YOUR OBJECTIVE ▸
Lay out the stretch of the entries below from the line containing "Practice. Put a pin on the window blind" through the last line of the entries as a numbered list, leaving out any blank lines.

EXERCISE INPUT ▸
* START *

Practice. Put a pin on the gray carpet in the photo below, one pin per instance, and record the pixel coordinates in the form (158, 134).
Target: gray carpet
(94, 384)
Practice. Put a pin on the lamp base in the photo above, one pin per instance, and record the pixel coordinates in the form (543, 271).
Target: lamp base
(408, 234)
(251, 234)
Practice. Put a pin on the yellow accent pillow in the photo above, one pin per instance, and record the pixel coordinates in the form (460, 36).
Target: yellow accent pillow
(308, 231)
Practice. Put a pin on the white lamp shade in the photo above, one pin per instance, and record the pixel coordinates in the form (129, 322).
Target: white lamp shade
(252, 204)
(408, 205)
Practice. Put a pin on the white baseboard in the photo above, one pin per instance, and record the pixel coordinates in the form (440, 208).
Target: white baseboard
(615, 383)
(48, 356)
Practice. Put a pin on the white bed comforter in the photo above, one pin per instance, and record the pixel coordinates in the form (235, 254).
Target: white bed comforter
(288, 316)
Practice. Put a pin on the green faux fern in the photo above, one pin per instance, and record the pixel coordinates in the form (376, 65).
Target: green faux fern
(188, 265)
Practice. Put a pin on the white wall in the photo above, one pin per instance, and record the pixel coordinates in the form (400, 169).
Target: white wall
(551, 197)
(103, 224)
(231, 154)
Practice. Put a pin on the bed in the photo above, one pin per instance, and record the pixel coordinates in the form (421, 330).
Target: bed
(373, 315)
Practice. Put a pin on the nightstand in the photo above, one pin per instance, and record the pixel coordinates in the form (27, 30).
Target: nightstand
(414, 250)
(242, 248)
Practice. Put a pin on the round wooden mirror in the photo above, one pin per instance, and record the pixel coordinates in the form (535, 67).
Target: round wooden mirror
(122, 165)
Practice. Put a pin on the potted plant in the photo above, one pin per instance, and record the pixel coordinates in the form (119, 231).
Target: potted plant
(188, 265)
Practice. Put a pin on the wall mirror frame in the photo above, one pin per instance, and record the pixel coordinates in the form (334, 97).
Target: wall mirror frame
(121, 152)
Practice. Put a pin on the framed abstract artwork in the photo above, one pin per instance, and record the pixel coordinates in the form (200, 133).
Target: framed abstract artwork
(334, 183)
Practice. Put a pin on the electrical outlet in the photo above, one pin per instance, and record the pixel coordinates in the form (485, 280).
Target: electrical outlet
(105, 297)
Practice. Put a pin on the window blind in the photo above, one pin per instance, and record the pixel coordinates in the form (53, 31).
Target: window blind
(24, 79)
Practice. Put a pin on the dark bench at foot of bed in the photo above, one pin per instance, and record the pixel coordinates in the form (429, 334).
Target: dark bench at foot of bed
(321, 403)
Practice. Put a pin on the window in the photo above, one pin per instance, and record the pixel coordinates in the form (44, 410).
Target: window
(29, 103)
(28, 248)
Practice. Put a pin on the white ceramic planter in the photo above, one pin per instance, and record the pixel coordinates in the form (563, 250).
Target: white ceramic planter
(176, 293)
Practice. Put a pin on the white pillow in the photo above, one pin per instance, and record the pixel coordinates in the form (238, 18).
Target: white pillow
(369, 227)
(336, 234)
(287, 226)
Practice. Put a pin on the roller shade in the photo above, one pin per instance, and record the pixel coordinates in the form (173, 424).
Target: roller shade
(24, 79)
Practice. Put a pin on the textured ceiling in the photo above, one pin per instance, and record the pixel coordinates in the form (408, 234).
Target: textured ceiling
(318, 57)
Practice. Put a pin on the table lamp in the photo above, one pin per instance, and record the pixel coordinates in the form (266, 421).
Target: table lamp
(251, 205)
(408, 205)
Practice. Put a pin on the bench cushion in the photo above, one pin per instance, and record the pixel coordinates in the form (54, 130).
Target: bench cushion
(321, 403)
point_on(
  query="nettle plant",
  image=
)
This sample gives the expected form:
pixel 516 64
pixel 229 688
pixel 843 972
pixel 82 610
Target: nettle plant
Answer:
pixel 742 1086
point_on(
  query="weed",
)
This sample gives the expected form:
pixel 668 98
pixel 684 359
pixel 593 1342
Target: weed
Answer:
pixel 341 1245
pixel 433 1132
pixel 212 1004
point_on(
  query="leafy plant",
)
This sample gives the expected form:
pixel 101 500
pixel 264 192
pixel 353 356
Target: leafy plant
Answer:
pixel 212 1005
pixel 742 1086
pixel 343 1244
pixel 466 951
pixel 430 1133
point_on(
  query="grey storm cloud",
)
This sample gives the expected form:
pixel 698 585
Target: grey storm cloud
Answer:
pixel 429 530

* END *

CORRECT RESULT ▸
1. Practice. Put a pin on the window blind in the photo above, one pin per instance, and record the pixel coordinates in the form (53, 31).
2. Target: window blind
3. (24, 79)
4. Practice. Put a pin on the dark bench at foot of bed in the photo above, one pin per instance, and record the pixel coordinates in the form (429, 334).
5. Target: dark bench at foot of bed
6. (321, 403)
7. Practice. Put a pin on the window in the photo above, one pin per instance, and record the pixel coordinates in the form (44, 410).
8. Target: window
9. (29, 103)
10. (28, 248)
11. Practice. Put a pin on the white ceramic planter in the photo above, one pin per instance, and record the pixel coordinates in the form (563, 250).
12. Target: white ceramic planter
13. (176, 293)
14. Practice. Put a pin on the white pillow in the photo above, one pin per instance, and record the pixel coordinates in the form (238, 18).
15. Target: white pillow
16. (369, 227)
17. (336, 234)
18. (287, 226)
19. Practice. Put a pin on the roller shade in the photo above, one pin per instance, and record the pixel coordinates in the form (173, 424).
20. Target: roller shade
21. (24, 79)
22. Practice. Put a pin on the textured ceiling in the photo above, one pin per instance, and record the pixel coordinates in the form (408, 234).
23. Target: textured ceiling
24. (318, 57)
25. Practice. Put a pin on the table lamp in the photo above, one pin per instance, and record the pixel coordinates in the form (266, 421).
26. Target: table lamp
27. (251, 205)
28. (408, 205)
29. Practice. Put a pin on the bench cushion in the photo above, one pin per instance, and record the pixel coordinates in the form (54, 130).
30. Target: bench cushion
31. (321, 403)
32. point_on(
33.   query="nettle plant",
34.   image=
35. )
36. This sample gives the expected form:
37. pixel 516 64
38. pixel 229 688
39. pixel 843 972
40. pixel 82 610
41. Target: nettle plant
42. Answer:
43. pixel 742 1086
44. point_on(
45.   query="weed",
46. )
47. This sample gives the expected form:
48. pixel 668 98
49. pixel 684 359
50. pixel 593 1342
51. Target: weed
52. Answer:
53. pixel 341 1245
54. pixel 433 1132
55. pixel 212 1004
56. point_on(
57.   query="leafy plant",
58. )
59. This sample gives the expected form:
60. pixel 101 500
61. pixel 264 192
62. pixel 353 356
63. Target: leafy plant
64. Answer:
65. pixel 212 1005
66. pixel 742 1086
67. pixel 343 1244
68. pixel 466 951
69. pixel 430 1133
70. point_on(
71.   query="grey storm cloud",
72. )
73. This sample gives the expected form:
74. pixel 698 585
75. Target: grey storm cloud
76. Answer:
77. pixel 429 530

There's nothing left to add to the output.